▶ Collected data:
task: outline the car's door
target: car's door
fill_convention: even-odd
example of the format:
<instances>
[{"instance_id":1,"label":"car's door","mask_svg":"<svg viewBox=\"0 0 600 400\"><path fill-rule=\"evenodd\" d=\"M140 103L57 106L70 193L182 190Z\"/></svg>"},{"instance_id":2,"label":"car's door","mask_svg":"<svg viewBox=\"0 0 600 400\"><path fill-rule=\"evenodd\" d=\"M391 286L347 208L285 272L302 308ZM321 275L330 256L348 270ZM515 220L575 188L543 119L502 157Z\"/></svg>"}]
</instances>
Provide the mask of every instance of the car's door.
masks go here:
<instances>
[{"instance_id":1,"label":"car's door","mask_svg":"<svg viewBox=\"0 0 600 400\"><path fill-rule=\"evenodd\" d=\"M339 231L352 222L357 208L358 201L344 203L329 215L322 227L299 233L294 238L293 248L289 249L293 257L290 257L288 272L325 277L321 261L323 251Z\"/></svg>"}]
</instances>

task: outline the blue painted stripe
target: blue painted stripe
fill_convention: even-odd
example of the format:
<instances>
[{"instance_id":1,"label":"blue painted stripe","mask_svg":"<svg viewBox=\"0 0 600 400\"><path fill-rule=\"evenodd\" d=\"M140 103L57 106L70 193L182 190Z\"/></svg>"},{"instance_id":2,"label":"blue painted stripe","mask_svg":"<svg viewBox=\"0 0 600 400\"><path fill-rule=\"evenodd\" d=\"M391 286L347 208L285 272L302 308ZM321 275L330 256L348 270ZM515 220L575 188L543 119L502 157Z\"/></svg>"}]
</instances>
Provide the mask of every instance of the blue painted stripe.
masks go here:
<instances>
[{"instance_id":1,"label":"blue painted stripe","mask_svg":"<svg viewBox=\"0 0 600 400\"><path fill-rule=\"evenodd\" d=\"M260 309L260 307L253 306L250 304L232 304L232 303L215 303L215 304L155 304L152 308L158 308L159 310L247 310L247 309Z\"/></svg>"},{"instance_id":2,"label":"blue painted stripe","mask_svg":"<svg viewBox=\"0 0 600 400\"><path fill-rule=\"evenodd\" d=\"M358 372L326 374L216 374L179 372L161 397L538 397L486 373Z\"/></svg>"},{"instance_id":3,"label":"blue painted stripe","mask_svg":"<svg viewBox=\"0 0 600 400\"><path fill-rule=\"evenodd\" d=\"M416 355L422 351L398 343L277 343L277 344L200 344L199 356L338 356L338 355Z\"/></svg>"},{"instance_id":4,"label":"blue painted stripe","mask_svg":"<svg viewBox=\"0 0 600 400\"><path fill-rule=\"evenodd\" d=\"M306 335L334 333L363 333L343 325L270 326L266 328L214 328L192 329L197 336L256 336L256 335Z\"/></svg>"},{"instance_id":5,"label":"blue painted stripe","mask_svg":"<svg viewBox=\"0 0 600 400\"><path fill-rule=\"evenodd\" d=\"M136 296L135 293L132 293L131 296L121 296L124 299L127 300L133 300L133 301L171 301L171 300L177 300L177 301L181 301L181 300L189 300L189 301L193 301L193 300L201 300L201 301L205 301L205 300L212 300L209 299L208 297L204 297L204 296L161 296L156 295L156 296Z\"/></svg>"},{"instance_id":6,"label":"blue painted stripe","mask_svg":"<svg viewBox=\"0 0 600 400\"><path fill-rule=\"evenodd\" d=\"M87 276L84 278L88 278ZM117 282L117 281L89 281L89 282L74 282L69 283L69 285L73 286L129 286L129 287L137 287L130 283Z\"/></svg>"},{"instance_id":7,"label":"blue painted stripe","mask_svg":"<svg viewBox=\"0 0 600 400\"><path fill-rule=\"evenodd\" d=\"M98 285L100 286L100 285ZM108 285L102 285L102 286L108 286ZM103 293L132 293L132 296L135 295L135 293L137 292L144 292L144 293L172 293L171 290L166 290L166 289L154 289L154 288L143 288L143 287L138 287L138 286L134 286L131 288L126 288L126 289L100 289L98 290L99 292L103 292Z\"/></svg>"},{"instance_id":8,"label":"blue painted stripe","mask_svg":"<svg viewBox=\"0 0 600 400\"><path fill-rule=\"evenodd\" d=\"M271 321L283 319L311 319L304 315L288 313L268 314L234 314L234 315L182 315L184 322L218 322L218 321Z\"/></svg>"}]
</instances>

▶ Assigned task:
Could you transcribe the entries exactly, from the first line through the line containing "Provide the mask of every instance of the blue", and give nothing more?

▶ Solution for this exercise:
task: outline the car's door
target: car's door
fill_convention: even-odd
example of the format:
<instances>
[{"instance_id":1,"label":"car's door","mask_svg":"<svg viewBox=\"0 0 600 400\"><path fill-rule=\"evenodd\" d=\"M140 103L57 106L70 193L182 190Z\"/></svg>"},{"instance_id":2,"label":"car's door","mask_svg":"<svg viewBox=\"0 0 600 400\"><path fill-rule=\"evenodd\" d=\"M391 286L347 208L285 272L302 308ZM321 275L330 256L348 270ZM515 220L575 188L543 119L502 157Z\"/></svg>"}]
</instances>
Provide the mask of every instance of the car's door.
masks go here:
<instances>
[{"instance_id":1,"label":"car's door","mask_svg":"<svg viewBox=\"0 0 600 400\"><path fill-rule=\"evenodd\" d=\"M339 231L352 222L357 208L358 201L344 203L329 215L322 227L299 233L294 238L293 248L289 249L293 257L290 257L288 272L325 277L321 261L323 251Z\"/></svg>"}]
</instances>

task: outline the blue painted stripe
target: blue painted stripe
fill_convention: even-odd
example of the format:
<instances>
[{"instance_id":1,"label":"blue painted stripe","mask_svg":"<svg viewBox=\"0 0 600 400\"><path fill-rule=\"evenodd\" d=\"M140 103L57 106L70 193L182 190Z\"/></svg>"},{"instance_id":2,"label":"blue painted stripe","mask_svg":"<svg viewBox=\"0 0 600 400\"><path fill-rule=\"evenodd\" d=\"M391 286L347 208L285 272L302 308ZM321 275L330 256L348 270ZM515 220L575 188L543 119L502 157Z\"/></svg>"}]
</instances>
Provide the mask of every instance of the blue painted stripe.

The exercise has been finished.